使用データ
• • • • •
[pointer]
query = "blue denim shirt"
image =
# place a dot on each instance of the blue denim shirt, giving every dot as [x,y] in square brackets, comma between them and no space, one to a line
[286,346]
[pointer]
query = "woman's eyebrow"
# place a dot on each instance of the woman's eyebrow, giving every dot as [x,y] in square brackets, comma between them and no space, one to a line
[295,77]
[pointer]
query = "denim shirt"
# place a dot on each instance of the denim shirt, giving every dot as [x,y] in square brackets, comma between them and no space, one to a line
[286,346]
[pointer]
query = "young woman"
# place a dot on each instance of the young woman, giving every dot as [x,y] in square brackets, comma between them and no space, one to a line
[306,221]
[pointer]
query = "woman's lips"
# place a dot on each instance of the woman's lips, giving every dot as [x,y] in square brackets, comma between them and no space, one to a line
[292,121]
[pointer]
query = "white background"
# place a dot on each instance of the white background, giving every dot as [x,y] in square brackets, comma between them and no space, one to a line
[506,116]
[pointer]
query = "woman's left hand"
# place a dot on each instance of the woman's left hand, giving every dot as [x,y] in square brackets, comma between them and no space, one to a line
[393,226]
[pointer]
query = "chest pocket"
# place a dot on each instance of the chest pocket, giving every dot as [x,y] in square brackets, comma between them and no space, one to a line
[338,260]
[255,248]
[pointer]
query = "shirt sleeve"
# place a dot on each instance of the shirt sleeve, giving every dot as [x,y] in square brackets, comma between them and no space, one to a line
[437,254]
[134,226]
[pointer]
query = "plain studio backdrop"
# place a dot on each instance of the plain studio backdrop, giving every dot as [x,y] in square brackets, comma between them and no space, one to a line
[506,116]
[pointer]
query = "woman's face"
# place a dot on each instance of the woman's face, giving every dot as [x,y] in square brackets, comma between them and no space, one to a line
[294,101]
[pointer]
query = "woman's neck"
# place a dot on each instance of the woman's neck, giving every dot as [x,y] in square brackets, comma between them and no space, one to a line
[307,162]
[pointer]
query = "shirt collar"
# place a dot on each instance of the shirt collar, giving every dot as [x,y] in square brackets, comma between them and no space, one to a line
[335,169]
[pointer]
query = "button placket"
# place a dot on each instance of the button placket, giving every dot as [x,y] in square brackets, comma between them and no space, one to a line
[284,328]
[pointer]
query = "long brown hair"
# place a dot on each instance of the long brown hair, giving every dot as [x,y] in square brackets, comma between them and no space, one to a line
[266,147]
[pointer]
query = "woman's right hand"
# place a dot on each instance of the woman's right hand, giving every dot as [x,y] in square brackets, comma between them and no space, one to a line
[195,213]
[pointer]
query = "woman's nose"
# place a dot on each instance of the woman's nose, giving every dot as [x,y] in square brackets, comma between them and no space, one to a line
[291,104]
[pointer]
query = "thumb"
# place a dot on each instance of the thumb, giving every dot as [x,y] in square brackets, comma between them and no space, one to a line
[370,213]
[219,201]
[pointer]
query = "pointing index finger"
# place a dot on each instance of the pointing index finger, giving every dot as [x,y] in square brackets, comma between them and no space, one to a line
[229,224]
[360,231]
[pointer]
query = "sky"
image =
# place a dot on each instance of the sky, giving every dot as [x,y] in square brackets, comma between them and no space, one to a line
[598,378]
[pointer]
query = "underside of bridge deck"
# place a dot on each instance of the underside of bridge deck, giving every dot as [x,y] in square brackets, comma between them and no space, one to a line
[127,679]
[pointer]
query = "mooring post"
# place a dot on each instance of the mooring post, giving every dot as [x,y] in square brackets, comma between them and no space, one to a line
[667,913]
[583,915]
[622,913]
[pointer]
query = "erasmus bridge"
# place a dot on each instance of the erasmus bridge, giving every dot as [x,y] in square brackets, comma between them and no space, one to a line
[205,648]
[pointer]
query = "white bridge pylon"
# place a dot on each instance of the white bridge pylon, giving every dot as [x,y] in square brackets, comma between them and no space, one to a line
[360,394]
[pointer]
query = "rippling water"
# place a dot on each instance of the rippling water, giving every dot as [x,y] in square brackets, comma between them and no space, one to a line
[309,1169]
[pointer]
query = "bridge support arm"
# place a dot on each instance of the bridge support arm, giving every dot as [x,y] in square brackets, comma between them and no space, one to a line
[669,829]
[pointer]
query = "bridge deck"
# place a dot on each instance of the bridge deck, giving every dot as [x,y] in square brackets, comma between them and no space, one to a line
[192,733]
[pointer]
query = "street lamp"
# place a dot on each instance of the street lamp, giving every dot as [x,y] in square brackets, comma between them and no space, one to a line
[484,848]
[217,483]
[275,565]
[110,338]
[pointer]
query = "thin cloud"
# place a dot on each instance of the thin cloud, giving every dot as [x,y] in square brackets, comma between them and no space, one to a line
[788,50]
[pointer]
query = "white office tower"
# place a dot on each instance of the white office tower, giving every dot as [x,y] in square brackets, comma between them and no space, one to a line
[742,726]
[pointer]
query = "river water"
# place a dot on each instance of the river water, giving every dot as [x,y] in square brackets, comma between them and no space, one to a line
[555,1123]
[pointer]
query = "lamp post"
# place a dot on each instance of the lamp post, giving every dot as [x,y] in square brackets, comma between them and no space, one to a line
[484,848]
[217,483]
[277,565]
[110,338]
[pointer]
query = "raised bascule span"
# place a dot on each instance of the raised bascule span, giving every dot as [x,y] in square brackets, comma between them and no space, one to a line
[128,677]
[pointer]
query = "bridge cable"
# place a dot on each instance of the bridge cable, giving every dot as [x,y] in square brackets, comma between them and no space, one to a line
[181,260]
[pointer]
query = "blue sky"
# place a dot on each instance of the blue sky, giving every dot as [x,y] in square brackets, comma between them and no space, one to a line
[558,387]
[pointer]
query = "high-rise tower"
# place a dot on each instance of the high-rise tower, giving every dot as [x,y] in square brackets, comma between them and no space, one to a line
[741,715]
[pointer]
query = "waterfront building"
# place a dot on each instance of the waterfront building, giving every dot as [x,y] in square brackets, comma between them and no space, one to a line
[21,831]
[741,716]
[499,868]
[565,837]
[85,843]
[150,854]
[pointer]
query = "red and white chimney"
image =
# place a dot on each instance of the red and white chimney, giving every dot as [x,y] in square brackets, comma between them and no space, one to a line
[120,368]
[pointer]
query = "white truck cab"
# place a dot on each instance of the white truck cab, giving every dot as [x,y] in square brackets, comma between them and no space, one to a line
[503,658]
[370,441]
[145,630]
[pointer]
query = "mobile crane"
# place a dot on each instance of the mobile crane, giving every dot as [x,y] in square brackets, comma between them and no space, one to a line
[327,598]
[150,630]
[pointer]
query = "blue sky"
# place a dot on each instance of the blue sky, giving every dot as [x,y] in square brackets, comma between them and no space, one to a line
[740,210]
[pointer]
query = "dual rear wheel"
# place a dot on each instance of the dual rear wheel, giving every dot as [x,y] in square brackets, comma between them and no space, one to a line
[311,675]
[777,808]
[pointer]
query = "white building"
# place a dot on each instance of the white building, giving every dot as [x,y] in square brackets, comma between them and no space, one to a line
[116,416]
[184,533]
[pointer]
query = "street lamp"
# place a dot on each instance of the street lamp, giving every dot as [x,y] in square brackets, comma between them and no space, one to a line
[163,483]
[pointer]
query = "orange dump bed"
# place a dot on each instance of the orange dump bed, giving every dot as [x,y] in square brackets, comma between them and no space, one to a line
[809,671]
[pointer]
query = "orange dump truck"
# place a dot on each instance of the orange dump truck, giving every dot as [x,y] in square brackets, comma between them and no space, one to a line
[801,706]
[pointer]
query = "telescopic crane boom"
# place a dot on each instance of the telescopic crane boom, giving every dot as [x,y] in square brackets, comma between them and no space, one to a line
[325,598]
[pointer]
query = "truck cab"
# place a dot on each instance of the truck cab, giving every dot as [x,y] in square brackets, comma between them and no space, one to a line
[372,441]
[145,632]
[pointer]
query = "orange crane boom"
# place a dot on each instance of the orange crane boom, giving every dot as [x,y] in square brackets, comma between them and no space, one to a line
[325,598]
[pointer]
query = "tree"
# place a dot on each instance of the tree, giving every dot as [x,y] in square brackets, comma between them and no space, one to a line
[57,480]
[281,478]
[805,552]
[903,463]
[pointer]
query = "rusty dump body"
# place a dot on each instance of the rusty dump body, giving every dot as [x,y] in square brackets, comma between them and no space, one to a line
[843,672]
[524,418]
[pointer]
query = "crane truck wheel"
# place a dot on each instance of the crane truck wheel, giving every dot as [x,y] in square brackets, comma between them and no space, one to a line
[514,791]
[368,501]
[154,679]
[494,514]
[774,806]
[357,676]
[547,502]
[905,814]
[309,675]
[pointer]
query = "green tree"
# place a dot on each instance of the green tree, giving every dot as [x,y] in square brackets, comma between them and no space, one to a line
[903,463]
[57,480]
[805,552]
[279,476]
• • • • •
目標
上の行から、文字列「left」を含む行をすべて抜き出してください。大文字と小文字は区別します。

演習解答
query = "woman's left hand"
# place a dot on each instance of the woman's left hand, giving every dot as [x,y] in square brackets, comma between them and no space, one to a line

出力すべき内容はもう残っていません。